• [CONSIGNES]:
**1)** Recopiez à l'identique le passage de l'extrait fourni qui commence par « Ainsi, le début » et se poursuit jusqu'à « en notre v7. ».
**2)** Affichez chaque ligne des données contenant la chaîne « hardwood ». Respectez la casse.

• [EXTRAIT FOURNI]:
- - - - -

Ainsi, le début de notre v7 se comprend comme suit : « Il [Dieu] est Celui qui te révèle l’Écrit [c.-à-d. le Coran] dont les versets sont explicites/muḥkamât ». Il faut ici observer qu’en ce segment l’emploi de la construction « min-hu/de lui » pourrait se comprendre conformément à ce que la lecture classique propose par certains/min versets de lui/hu [le Coran] sont explicites/muḥkamât,. Mais, par ailleurs, il est indiqué que le Coran en sa totalité est explicite/muḥkam : « alif, lâm ; râ’ – Écrit/kitâb, dont les versets sont rendu explicites/uḥkimat et de plus/thumma détaillés/fuṣṣilat de la part d’un Sage parfaitement informé. », S11.V1.[4]  Se trouve ainsi justifiée la seule traduction cohérente possible : « l’Écrit dont les versets sont explicites ». Comme nous le verrons, ce constat littéral sera confirmé par la deuxième occurrence du syntagme min-hu/de lui/le Coran en notre v7.

2- Le terme mutashâbihât est le participe passé féminin pluriel de la forme VI tashâbaha signifiant se ressembler l’un l’autre et, de là : être facile à confondre. Les dictionnaires donnent donc pour mutashâbih le sens de ressemblant, sens que nous retrouvons indiscutablement en six versets du Coran : S2.V70 ; S2.V118 ; S6.V99 ; S6.V141 ; S13.V16 ; S39.V23. Mais, en notre verset, ce sens ne peut être retenu, car l’on ne voit pas quel intérêt auraient ceux qui « qui ont au cœur une inclination vers l’égarement » à vouloir « trouver une interprétation » aux versets qui se ressemblent puisque l’interprétation de l’un serait nécessairement semblable à l’interprétation de l’autre ! Cet embarras textuel a mené la traduction standard à formuler le très maladroit « d’interprétations diverses/mutashâbihât ». En cela, elle est fidèle aux nombreux équivalents qui ont été proposés par les commentateurs, et les traducteurs à leur suite : versets ambigus, équivoques, prêtant à confusion, douteux, etc. Cependant, comme nous l’avons noté précédemment, le Coran se définit lui-même comme un « Écrit/kitâb dont les versets sont rendus explicites », S11.V1. Cet aspect essentiel de la communication divine est souligné à plusieurs reprises : rien qui n’y soit tortueux/’iwaj, S18.V1 ; rien qui n’y soit douteux S2.V2 ; rien de contradictoire/ikhtilâf, S4.V82. Bien au contraire, il se dit livre explicite/mubîn, S12.V1, en une langue claire/mubîn, S26.V195.[5] Selon ce paradigme coranique, sachant qu’en notre v7 certains/ukhar versets sont qualifiés différemment, l’on ne peut donc admettre que des versets soient dits  équivoques puisque les parties doivent avoir la même qualité que celle assignée au tout, lequel est explicitement qualifié d’explicite. Mais, il est aussi indiqué que ces versets pourtant explicites peuvent être exploités d’une manière que l’on suppose fallacieuse par ceux « qui ont au cœur une inclination vers l’égarement ». Compte tenu de l’ensemble de ces données, la seule explication cohérente possible est la suivante : ces versets du Coran dits mutashâbihât ne sont pas équivoques en eux-mêmes, mais conformément à une signification du participe mutashâbihât sembleraient seulement être équivoques.[6] La première phrase du v7  se comprend donc comme suit : « Il [Dieu] est Celui qui te révèle l’Écrit dont les versets sont explicites/muḥkamât et sont le principe du Livre/umm al–kitâb[7] alors que certains sembleraient équivoques/mutashâbihât ».

- - - - -

• [Entrées d'annotation par coordonnées]:
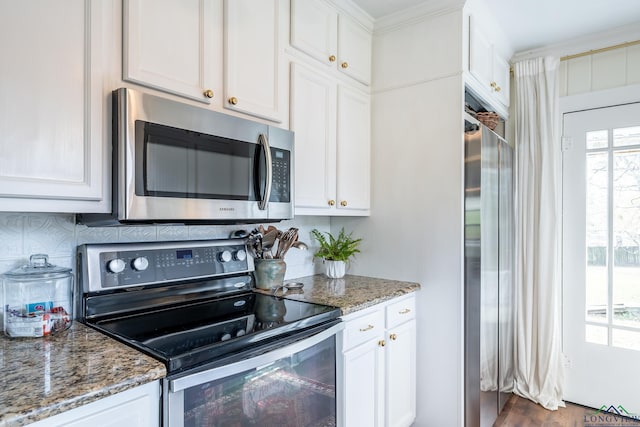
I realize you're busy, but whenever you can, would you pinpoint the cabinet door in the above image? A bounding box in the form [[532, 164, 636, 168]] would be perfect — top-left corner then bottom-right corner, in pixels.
[[30, 381, 160, 427], [0, 0, 108, 212], [493, 54, 511, 106], [224, 0, 285, 122], [290, 0, 338, 65], [385, 319, 416, 427], [469, 17, 493, 90], [290, 64, 336, 210], [340, 337, 385, 427], [123, 0, 222, 102], [336, 86, 371, 210], [338, 15, 372, 85]]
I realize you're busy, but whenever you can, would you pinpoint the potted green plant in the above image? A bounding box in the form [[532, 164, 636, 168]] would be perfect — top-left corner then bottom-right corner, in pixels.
[[311, 228, 362, 279]]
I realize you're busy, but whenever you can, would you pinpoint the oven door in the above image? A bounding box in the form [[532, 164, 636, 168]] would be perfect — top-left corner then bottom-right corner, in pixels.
[[163, 323, 343, 427]]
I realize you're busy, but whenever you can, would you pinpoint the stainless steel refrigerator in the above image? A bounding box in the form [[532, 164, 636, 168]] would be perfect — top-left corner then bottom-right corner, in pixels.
[[464, 116, 514, 427]]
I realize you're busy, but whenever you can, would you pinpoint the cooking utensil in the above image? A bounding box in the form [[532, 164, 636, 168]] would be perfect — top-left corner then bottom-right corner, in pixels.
[[272, 282, 304, 295]]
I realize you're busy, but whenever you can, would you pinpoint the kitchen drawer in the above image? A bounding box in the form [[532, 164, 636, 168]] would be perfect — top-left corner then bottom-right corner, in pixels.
[[343, 310, 384, 351], [386, 296, 416, 329]]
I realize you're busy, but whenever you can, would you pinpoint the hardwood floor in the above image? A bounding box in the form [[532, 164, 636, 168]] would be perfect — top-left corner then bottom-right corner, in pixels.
[[493, 394, 640, 427]]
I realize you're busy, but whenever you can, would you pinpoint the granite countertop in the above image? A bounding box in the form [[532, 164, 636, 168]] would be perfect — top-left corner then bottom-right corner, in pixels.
[[0, 322, 166, 427], [258, 274, 420, 316]]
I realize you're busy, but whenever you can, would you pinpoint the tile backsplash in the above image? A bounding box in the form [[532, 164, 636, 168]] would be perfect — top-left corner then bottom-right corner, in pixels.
[[0, 212, 330, 279]]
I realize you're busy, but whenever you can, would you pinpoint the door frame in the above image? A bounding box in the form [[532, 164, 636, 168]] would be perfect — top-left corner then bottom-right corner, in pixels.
[[559, 84, 640, 388]]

- - - - -

• [RÉSULTATS]:
**1)**
Ainsi, le début de notre v7 se comprend comme suit : « Il [Dieu] est Celui qui te révèle l’Écrit [c.-à-d. le Coran] dont les versets sont explicites/muḥkamât ». Il faut ici observer qu’en ce segment l’emploi de la construction « min-hu/de lui » pourrait se comprendre conformément à ce que la lecture classique propose par certains/min versets de lui/hu [le Coran] sont explicites/muḥkamât,. Mais, par ailleurs, il est indiqué que le Coran en sa totalité est explicite/muḥkam : « alif, lâm ; râ’ – Écrit/kitâb, dont les versets sont rendu explicites/uḥkimat et de plus/thumma détaillés/fuṣṣilat de la part d’un Sage parfaitement informé. », S11.V1.[4]  Se trouve ainsi justifiée la seule traduction cohérente possible : « l’Écrit dont les versets sont explicites ». Comme nous le verrons, ce constat littéral sera confirmé par la deuxième occurrence du syntagme min-hu/de lui/le Coran en notre v7.

**2)**
I realize you're busy, but whenever you can, would you pinpoint the hardwood floor in the above image? A bounding box in the form [[532, 164, 636, 168]] would be perfect — top-left corner then bottom-right corner, in pixels.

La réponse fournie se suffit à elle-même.